» **Supplied passage**:
☆ ☆ ☆

Blogs
Latest Blogs

09.24.2008 :: Ben Werther
Category:: September
Product Perspective: What is Oracle Exadata? Just Oracle RAC and a whole lot of marketing!
Oracle has struggled to find a competitive foothold against data warehousing leaders Teradata, Netezza and Greenplum. With Exadata, Oracle is marketing that they have a solution, but the details tell another story. While they’ve cut EMC out of the picture, the new Oracle and HP solution is weighed down by the same overly-complex shared-disk architecture that Oracle RAC customers know well. Oracle knows the marketing story they want to tell, but they are no closer to building a proven shared-nothing architecture like Greenplum that can economically scale from terabytes to petabytes with massively parallel query performance.
Oracle has been getting beat badly in the high-end warehousing space. They've had a number of issues working against them:
- Oracle is an OLTP warehouse at heart. It has never been good at running large parallel analytical queries. Anyone with experience trying to implement a 50TB Oracle warehouse will tell you that it takes rocket-science tuning to get it to behave.
- Oracle's scale-out story is RAC, which requires a big and expensive shared-disk infrastructure (i.e. SAN) for coordination. Problem is that SANs only have ~4GBytes/s bandwidth out, so I/O scalability is inherently capped. RAC is also a bear to configure and has been known to have some stability problems.
- Oracle is competing against leading vendors such as Teradata, Netezza and Greenplum who are masters of the massively parallel shared-nothing architecture -- the only architecture that's known to work at these scales. Oracle has the wrong architecture, and they just can't compete technically.
So what has changed with the Exadata announcement? Once you cut through the marketing, this is really about swapping out EMC storage for HP commodity gear, taking money from EMC's pocket and putting it in Oracle's. Sure, there’s a little more I/O bandwidth, and very simple queries (e.g. basic table scans) may be faster. However this is just the low-hanging fruit, and the rest of RAC is unchanged, with significant parallel query planning and execution problems, and is sorely in need of re-architecting to allow multiple servers to work together effectively to plan and execute queries with complex joins and aggregations. Expect that extensive tuning of query plans will be required to avoid it melting down on anything mildly complex.
Oracle RAC has a fundamental limitation due to its shared-disk architecture — it requires that the Oracle Database servers are separated from the storage (i.e. SAN or Exadata Storage Servers), because each database server needs to be able to see all the data in order to function (figure 1). This means that the processing is happening on an entirely different box than the one accessing the data in disk. Oracle’s ‘intelligent storage’ story (i.e. predicate pushdown) is a baby step to reduce this deficiency by pushing around less data, but doesn’t address the core issue.
By contrast Greenplum’s shared-nothing architecture means that the database lives on the storage nodes (figure 2). This allows it to fully parallelize SQL, MapReduce and R (for statistical analysis), and do state-of-the-art analysis directly against the data — which makes Oracle’s ‘intelligent storage’ look awfully dumb by comparison. Until Oracle is able to run the entire database directly against their disks (i.e. a shared-nothing architecture) they are going to be living with fundamental processing limitations.

☆ ☆ ☆

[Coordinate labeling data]
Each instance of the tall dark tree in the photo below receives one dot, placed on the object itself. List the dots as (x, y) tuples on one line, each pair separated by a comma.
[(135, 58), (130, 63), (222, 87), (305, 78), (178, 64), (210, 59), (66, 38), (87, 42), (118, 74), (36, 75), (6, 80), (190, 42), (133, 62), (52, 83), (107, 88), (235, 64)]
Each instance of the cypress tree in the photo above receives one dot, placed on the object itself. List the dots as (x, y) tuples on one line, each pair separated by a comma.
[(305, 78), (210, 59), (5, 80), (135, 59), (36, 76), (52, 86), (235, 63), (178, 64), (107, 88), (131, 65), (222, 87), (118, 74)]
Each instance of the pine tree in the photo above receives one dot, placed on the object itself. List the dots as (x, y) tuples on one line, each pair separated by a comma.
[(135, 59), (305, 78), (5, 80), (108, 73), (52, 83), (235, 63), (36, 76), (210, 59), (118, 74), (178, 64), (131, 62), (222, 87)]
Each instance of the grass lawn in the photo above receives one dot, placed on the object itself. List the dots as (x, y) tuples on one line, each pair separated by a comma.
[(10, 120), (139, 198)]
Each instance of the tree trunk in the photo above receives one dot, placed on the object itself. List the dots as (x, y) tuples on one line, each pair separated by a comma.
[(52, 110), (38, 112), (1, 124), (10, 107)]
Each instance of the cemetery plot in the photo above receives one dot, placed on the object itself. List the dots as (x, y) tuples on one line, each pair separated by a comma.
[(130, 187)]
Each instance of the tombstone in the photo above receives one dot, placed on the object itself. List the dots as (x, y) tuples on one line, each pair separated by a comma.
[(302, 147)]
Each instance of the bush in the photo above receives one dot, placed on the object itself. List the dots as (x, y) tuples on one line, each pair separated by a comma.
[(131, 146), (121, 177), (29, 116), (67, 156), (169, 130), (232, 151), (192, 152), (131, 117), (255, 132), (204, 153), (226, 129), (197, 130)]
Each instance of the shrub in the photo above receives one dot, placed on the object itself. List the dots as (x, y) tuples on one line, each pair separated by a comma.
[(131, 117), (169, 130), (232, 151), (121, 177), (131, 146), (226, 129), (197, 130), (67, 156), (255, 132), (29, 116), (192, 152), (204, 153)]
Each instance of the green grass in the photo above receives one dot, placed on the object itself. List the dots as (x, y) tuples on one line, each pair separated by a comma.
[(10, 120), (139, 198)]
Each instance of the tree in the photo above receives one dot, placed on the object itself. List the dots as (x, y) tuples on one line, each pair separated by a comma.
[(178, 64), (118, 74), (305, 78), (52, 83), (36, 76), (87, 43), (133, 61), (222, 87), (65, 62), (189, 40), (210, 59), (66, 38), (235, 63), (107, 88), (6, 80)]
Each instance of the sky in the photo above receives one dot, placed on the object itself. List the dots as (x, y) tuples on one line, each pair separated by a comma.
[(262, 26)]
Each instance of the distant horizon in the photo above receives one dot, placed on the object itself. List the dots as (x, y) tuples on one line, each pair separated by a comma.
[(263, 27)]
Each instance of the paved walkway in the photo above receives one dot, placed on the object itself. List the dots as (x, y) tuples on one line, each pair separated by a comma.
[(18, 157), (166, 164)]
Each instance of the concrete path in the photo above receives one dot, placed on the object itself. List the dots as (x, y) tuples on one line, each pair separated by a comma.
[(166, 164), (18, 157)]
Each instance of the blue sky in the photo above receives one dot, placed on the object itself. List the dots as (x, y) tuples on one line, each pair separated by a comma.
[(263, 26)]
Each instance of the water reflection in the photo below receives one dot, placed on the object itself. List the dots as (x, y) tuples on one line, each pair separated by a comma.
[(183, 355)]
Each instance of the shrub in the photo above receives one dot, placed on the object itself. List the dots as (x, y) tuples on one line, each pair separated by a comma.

☆ ☆ ☆

» **Your tasks**:
• a. List every company named in the Exadata blog post.
• b. Print the passage from the Exadata blog post starting at "Oracle has been" and ending at "it to behave.".

» **Answers to each task**:
• a.
- Oracle
- Teradata
- Netezza
- Greenplum
- EMC
- HP

• b.
Oracle has been getting beat badly in the high-end warehousing space. They've had a number of issues working against them:
- Oracle is an OLTP warehouse at heart. It has never been good at running large parallel analytical queries. Anyone with experience trying to implement a 50TB Oracle warehouse will tell you that it takes rocket-science tuning to get it to behave.